**EXERCISE A:**
Which lines in the entries below contain the string "rise"? Pick out each one.

**PAGE EXTRACT:**
+++

# Zero 18 weeks & Stitch at 7 1/2 months



## *Sarah* (Apr 19, 2005)

Zero is 4 1/2 months now currently 2 1/2 lbs and has blown most of his coat poor little man he looks bald but his adult coat is starting to come in on his back now lol unlike Stitch who is the fuzz monster, so here are some new pics of my 2 boys 

Zero




























That Zero apple profile and practicing standing he hates doing it



















STITCH in his Gap hoodie (yes it does say GAP across the back)


----------



## foxywench (Feb 7, 2005)

toooo cute...hehe, zeros almost the exact same clour as dodger and stitch is so similar to vixies colouration...AWWW!


----------



## SunnyFLMum (Apr 21, 2005)

Breathtaking! Your boys are so cute, and Stitch looks alot like my Giz..wow..only he is fuzzier...

Lil Zero looks adorable...Gizmo fully blew his coat, I mean he looked BALD..and it took about 2 months to grow back in....

They are so handsome


----------



## Rubyfox (Jul 11, 2005)

OMG I want Zero, I am in love. It doesn't seen five mins ago you got him does it?


----------



## proud_mummy (Jan 27, 2006)

:shock: WOW they are stunning :wink:


----------



## *Sarah* (Apr 19, 2005)

Rubyfox said:


> OMG I want Zero, I am in love. It doesn't seen five mins ago you got him does it?


awww it feels like only yesterday I saw him at 3 weeks old and now he's 4 1/2 months but he's still such a baby my constant shadow, unlike Stitch who is a bold as anything then again he always was, at the moment I've got my fingers crossed Zero will get a coat like his dad come thru he wont be quite as fluffy as Stitch but he should have quite a thick coat.


----------



## proud_mummy (Jan 27, 2006)

are you going to stud them? :wave:


----------



## Tammie_B (Nov 19, 2005)

They are both very, very cute!!!!


----------



## ~Jessie~ (Oct 30, 2005)

They are both so gorgeous


----------



## Boogaloo (Mar 27, 2004)

HOW SWEET-LOOKING! :wave:


----------



## Rubyfox (Jul 11, 2005)

I was shocked when saw how much he has grown, still cute as ever though.


----------



## dahlia (Aug 16, 2005)

Sorry to be a little off topic, but is 4 months old typically the age when longhair chis blow their coat? About the only longhair on Lucy right now is around her ears! She's almost 15 weeks. Just wondering... 
thanks


----------



## *Sarah* (Apr 19, 2005)

dahlia said:


> Sorry to be a little off topic, but is 4 months old typically the age when longhair chis blow their coat? About the only longhair on Lucy right now is around her ears! She's almost 15 weeks. Just wondering...

+++

[Stored items]
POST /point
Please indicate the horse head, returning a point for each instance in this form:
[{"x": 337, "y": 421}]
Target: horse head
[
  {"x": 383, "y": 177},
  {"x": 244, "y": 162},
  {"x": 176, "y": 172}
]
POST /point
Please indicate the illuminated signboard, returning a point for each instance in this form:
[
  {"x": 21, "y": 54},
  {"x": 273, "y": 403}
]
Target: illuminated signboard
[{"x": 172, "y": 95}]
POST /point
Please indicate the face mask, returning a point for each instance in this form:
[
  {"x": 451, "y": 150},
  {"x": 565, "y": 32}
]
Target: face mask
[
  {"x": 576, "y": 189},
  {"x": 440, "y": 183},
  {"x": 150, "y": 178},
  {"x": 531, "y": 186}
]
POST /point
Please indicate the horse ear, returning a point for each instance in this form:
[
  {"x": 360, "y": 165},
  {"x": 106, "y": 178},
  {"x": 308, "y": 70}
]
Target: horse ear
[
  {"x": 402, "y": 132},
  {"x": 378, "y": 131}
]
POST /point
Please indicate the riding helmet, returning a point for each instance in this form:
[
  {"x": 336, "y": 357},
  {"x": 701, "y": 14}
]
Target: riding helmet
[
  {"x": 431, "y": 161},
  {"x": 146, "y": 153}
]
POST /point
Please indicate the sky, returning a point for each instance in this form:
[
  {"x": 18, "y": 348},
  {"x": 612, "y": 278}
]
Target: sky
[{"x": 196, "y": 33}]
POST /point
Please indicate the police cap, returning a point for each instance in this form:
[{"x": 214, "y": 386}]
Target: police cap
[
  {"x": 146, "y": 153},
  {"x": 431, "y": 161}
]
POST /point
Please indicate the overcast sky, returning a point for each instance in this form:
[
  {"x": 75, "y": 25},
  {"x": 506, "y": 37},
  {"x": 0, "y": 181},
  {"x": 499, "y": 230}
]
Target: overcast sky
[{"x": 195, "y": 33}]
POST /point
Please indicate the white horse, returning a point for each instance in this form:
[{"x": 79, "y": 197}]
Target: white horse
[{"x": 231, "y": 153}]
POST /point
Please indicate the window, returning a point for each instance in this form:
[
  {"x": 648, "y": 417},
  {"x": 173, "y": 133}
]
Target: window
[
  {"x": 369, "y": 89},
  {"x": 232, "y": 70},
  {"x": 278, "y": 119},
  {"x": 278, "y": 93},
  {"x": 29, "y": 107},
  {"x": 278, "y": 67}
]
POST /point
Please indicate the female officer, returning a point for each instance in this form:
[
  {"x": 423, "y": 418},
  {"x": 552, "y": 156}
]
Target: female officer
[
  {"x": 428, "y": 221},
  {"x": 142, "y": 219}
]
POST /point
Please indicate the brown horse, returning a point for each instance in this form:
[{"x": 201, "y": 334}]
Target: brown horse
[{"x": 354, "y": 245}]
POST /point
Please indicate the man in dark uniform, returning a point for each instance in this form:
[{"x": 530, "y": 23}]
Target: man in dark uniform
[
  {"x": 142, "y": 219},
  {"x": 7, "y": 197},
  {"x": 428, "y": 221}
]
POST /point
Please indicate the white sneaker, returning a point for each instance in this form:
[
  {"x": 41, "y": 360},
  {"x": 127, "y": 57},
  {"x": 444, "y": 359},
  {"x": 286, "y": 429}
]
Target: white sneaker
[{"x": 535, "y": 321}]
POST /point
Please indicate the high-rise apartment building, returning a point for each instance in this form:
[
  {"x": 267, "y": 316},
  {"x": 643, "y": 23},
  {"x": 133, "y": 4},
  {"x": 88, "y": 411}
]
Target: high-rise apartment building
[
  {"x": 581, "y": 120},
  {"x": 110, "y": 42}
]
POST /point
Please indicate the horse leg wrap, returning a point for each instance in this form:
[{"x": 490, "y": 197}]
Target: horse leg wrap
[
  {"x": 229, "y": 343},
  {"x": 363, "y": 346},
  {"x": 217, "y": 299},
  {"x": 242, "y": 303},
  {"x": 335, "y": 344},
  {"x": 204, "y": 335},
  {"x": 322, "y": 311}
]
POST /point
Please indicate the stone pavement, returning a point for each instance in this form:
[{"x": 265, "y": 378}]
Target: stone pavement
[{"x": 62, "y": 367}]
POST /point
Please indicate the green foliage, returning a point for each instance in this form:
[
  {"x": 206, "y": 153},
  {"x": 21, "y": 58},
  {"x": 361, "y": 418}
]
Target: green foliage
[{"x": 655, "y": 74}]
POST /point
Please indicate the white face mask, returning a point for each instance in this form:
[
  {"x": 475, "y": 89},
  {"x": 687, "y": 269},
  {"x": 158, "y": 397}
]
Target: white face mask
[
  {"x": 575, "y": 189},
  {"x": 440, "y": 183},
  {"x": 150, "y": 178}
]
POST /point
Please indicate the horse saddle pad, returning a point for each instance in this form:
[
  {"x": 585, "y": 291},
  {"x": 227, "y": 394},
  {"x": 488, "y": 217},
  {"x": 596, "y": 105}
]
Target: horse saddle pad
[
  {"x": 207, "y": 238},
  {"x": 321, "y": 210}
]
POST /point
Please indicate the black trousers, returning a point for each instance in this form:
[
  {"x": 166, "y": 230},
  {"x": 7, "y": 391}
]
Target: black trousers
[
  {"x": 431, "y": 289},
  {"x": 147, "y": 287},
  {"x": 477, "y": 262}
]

+++

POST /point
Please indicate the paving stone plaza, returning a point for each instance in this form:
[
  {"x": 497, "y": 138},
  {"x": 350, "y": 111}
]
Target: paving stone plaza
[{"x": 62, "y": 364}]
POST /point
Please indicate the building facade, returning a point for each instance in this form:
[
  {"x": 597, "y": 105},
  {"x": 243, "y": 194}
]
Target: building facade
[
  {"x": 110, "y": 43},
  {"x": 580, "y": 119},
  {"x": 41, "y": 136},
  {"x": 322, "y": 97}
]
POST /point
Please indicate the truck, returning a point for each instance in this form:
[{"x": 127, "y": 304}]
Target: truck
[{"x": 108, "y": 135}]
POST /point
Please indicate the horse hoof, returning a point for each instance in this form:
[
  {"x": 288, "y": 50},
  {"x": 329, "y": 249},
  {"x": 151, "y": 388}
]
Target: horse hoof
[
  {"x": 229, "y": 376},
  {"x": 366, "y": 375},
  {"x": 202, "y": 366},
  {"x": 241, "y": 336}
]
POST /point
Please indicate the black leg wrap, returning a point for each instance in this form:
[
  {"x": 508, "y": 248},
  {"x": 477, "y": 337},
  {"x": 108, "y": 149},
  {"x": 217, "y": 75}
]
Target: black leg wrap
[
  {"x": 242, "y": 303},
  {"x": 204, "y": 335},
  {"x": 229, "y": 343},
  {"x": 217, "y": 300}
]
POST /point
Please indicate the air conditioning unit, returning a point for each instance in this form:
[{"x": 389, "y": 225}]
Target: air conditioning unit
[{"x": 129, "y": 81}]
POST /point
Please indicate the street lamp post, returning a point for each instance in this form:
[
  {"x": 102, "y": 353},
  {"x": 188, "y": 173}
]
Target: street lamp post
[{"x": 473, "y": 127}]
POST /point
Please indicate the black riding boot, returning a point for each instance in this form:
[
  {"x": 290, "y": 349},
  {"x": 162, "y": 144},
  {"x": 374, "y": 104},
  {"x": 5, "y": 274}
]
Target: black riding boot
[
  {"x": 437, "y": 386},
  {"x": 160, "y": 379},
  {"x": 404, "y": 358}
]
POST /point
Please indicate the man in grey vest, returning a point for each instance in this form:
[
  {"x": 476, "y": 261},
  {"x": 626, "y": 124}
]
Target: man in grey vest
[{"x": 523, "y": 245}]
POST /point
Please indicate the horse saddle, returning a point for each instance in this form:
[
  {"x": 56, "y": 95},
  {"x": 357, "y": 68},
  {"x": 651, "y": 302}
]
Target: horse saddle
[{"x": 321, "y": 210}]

+++

**EXERCISE B:**
Rewrite the part of the forum thread above between "## foxywench (Feb" and "(Apr 21, 2005)", inclusive, with "dodger" replaced by "Buster".

**CORRECT ANSWER A:**
Please indicate the high-rise apartment building, returning a point for each instance in this form:
Target: high-rise apartment building

**CORRECT ANSWER B:**
## foxywench (Feb 7, 2005)

toooo cute...hehe, zeros almost the exact same clour as Buster and stitch is so similar to vixies colouration...AWWW!


----------



## SunnyFLMum (Apr 21, 2005)